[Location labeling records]
· · · · ·
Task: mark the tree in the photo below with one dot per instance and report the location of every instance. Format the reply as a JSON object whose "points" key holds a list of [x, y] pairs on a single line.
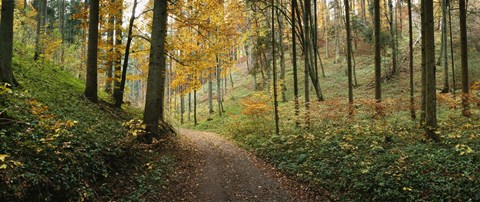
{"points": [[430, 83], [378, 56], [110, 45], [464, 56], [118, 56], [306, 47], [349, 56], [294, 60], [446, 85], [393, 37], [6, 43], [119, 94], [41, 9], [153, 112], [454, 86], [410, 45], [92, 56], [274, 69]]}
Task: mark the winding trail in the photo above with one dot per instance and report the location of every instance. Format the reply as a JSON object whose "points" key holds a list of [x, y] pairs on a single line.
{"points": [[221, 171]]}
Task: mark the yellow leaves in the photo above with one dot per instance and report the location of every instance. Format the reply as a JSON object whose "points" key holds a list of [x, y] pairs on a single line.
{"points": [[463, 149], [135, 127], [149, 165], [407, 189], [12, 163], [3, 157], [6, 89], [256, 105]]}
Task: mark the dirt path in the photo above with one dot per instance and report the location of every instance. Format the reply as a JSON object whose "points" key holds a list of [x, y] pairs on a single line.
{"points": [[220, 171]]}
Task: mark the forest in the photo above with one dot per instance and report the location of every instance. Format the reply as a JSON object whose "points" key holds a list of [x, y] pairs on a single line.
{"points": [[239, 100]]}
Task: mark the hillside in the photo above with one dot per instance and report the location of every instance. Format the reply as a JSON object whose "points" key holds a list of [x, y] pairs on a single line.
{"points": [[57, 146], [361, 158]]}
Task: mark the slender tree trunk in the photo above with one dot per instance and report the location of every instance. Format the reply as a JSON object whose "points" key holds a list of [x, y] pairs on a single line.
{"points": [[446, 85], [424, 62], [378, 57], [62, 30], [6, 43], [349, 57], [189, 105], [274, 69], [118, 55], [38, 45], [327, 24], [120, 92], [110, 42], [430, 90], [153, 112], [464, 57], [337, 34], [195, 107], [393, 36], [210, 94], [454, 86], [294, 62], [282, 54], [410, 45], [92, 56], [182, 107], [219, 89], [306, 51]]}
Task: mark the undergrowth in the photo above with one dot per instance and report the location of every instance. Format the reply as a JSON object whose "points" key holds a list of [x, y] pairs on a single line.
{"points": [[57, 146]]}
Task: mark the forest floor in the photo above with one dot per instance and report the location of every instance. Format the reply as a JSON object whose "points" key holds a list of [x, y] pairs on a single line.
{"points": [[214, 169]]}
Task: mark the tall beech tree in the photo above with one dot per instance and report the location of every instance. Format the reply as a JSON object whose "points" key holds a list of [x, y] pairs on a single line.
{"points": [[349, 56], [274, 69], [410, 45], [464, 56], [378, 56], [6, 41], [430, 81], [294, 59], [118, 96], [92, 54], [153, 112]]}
· · · · ·
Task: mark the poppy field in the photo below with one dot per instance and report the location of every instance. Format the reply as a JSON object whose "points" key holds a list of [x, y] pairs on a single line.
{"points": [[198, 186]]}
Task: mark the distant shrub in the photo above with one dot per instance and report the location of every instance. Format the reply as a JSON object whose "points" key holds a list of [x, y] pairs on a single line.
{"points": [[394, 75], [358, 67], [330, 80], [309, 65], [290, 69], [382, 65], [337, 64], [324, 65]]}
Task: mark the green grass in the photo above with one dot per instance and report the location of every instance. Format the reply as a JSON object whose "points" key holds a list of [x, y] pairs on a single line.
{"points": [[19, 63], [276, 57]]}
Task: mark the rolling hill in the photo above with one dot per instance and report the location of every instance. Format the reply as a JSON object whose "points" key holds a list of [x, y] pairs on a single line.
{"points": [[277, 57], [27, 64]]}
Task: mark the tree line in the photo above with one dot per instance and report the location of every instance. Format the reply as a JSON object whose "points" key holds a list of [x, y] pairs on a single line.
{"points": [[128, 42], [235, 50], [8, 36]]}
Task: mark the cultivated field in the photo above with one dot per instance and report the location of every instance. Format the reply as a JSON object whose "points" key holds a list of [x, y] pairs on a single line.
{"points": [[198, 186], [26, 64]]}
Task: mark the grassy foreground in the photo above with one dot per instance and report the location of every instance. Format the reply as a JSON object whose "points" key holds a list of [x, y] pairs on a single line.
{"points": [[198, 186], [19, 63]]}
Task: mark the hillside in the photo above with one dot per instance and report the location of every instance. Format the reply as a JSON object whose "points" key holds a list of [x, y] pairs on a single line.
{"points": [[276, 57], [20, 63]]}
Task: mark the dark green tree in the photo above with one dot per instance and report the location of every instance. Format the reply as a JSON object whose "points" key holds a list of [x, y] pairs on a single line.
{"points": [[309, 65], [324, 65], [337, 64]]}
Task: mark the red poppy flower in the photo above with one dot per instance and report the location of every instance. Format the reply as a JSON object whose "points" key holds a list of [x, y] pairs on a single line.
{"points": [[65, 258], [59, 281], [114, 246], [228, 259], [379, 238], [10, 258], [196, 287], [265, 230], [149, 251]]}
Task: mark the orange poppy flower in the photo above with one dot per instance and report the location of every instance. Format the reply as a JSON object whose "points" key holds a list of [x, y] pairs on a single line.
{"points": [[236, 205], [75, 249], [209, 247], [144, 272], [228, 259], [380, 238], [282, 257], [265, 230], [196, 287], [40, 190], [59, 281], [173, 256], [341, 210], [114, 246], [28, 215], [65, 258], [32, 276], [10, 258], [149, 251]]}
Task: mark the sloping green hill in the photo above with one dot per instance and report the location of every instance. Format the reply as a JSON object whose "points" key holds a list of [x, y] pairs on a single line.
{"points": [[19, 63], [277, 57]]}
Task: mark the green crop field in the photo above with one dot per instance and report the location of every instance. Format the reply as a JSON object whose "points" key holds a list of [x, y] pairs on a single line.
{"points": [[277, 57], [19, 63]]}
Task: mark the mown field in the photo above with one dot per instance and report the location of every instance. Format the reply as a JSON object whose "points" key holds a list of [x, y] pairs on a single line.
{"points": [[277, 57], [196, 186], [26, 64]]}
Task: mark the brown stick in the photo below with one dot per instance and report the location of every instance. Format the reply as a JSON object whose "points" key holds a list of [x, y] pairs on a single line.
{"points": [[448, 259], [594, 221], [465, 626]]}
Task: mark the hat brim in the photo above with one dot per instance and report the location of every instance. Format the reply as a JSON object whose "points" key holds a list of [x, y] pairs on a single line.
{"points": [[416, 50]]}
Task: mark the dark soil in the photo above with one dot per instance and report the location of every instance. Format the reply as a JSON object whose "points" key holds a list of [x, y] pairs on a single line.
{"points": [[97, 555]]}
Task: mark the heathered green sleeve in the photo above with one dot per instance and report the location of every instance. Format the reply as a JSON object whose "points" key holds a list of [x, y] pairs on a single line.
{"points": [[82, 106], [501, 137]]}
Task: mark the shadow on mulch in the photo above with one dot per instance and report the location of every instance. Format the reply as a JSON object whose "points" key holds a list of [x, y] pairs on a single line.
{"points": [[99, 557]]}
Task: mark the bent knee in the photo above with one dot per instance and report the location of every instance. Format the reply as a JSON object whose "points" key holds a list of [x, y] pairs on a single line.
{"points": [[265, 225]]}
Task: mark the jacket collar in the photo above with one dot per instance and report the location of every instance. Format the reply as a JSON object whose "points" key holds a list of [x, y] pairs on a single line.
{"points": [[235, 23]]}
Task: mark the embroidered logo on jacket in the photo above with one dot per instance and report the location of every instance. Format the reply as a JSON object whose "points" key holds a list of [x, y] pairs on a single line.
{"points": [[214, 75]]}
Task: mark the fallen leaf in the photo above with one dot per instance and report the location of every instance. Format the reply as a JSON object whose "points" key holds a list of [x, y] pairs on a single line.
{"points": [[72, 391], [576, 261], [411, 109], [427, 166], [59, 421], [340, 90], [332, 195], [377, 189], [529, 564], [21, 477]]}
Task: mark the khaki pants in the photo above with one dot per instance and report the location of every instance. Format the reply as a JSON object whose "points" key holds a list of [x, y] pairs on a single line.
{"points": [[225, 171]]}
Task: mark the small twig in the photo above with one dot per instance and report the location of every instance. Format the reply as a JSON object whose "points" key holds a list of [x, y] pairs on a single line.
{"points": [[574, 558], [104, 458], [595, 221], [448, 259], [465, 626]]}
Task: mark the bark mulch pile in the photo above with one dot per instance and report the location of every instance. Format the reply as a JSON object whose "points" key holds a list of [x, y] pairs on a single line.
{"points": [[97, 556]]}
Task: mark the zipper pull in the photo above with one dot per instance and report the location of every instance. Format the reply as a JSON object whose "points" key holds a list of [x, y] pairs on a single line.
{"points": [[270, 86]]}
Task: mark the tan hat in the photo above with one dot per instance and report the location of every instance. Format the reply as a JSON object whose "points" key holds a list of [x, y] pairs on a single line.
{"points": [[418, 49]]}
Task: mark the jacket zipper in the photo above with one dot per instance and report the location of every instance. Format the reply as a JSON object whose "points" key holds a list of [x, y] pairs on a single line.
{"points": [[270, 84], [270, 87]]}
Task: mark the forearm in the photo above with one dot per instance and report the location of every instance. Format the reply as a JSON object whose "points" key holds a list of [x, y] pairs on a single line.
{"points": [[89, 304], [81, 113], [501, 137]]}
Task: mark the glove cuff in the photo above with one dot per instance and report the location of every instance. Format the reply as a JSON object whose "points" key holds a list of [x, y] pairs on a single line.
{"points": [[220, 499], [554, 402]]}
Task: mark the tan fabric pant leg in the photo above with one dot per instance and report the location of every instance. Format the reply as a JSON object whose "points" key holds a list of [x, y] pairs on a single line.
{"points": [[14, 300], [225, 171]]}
· · · · ·
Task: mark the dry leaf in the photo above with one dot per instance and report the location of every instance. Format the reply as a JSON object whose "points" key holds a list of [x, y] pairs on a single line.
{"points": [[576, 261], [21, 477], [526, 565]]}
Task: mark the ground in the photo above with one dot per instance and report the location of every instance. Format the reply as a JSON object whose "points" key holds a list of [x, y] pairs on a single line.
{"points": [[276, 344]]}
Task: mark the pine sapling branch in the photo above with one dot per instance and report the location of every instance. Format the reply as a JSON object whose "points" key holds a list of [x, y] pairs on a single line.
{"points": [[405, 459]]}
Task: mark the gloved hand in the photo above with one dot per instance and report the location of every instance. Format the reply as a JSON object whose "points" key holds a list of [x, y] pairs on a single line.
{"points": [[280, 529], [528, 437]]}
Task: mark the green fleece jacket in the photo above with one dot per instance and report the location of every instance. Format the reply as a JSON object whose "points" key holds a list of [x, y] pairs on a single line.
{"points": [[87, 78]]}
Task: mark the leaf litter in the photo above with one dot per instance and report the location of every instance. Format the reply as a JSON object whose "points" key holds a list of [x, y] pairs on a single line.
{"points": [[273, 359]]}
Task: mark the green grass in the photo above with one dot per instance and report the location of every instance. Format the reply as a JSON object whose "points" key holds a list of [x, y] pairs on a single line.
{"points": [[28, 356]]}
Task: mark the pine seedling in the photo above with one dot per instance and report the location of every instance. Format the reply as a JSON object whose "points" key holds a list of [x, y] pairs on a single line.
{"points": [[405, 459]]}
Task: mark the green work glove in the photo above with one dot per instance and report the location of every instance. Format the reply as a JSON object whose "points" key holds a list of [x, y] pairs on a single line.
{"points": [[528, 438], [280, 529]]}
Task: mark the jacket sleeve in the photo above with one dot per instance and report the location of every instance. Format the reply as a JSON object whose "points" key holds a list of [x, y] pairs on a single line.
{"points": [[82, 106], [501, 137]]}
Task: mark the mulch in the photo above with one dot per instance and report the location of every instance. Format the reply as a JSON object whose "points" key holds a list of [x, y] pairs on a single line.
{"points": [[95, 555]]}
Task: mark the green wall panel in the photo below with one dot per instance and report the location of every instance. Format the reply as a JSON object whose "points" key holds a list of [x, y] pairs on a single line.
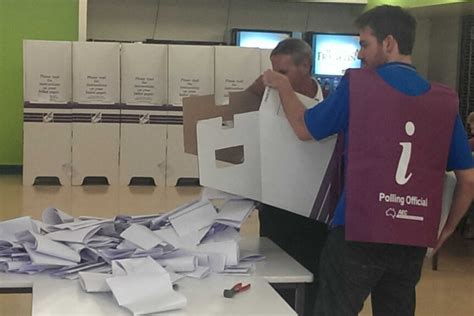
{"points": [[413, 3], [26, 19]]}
· · · · ·
TASK GOAL – Please count how many lines of the records contain the string "tree", treating uppercase and lowercase letters as different, and reply with the number alone.

REPLY – 5